**** Текст ****
1937 год

Этот год стал одним из мифов нашей истории: ему всеобщим мнением приписана кровавая роль советского 93‑го. Год этот действительно был кровавым, но едва ли в этом он существенно отличался от других лет большевистского правления: Гражданская война и коллективизация были, наверное, страшнее. Выделение этого года в ряду других большевистских лет — очередная совдеповская мифологема.

Почему же его выделяют? Да потому, что в этом году обыватель, наконец, понял, что большевистский террор обратился против самих большевиков. Характерный анекдот этого года: глубокой ночью (а гэпэушники любили вытаскивать людей из постели) звонят в квартиру к Рабиновичу, а тот радостно кричит из‑за двери: «Здесь живет Рабинович‑нэпман, а коммунист Рабинович этажом выше!»

В этом году арестовывали, пытали, расстреливали более всего коммунистов. И чем выше было положение человека в партийной иерархии, тем вероятнее было его уничтожение. Говорят, уничтожили более 3/4 всех делегатов последнего (XVII) съезда партии («съезда победителей»). Один за другим шли шумные процессы лидеров партии — Зиновьева, Каменева, Пятакова, Радека, Рыкова, Бухарина.

Понятно, что коммунистам и сочувствующим, которым истребление «белых», «кулаков», меньшевиков и прочих казалось делом справедливым и полезным, истребление «ленинской гвардии» показалось кошмаром. И они выделили этот год как якобы самый страшный, самый кровавый. Ну, и простому человеку это тоже показалось «перебором», выходящим за пределы разумных объяснений.

Наверное, и на меня события действовали в том же направлении: неслучайно мой скепсис именно с этого времени окончательно принял антисоветский характер (подчеркиваю: антисоветский, но не антимарксистский, тем более — не антикоммунистический). В Гражданскую войну я был еще мал, а деревни не знал вовсе, и только в 1937–1938 годах от Иры Буниной едва ли не впервые узнал я о некоторых подробностях коллективизации. К тому же моя «пролетарская идеология» обязывала меня недоверчиво относиться к «мелким собственникам». Тогда как идеологический переворот, арест Лебедухи, неправдоподобные «признания» арестованных и самый состав арестантов — все это, должно быть, подействовало на меня как шоковая терапия.
**** Предоставленные записи ****
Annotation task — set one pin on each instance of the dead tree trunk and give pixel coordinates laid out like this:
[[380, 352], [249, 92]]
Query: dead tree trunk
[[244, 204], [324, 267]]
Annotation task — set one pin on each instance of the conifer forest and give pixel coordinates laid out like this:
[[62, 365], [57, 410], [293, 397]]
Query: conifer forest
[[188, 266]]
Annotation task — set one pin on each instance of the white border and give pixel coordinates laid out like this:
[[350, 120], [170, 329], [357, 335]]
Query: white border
****
Короткая задача A:
Перепишите без изменений фрагмент текста о 1937 годе от слов «В этом году арестовывали, пытали, расстреливали» до слов «за пределы разумных объяснений.».
Короткая задача B:
Сообщите, в скольких строках записей встречается слово «give». В ответе укажите только число.

Разбор решения A:
В этом году арестовывали, пытали, расстреливали более всего коммунистов. И чем выше было положение человека в партийной иерархии, тем вероятнее было его уничтожение. Говорят, уничтожили более 3/4 всех делегатов последнего (XVII) съезда партии («съезда победителей»). Один за другим шли шумные процессы лидеров партии — Зиновьева, Каменева, Пятакова, Радека, Рыкова, Бухарина.

Понятно, что коммунистам и сочувствующим, которым истребление «белых», «кулаков», меньшевиков и прочих казалось делом справедливым и полезным, истребление «ленинской гвардии» показалось кошмаром. И они выделили этот год как якобы самый страшный, самый кровавый. Ну, и простому человеку это тоже показалось «перебором», выходящим за пределы разумных объяснений.

Разбор решения B:
3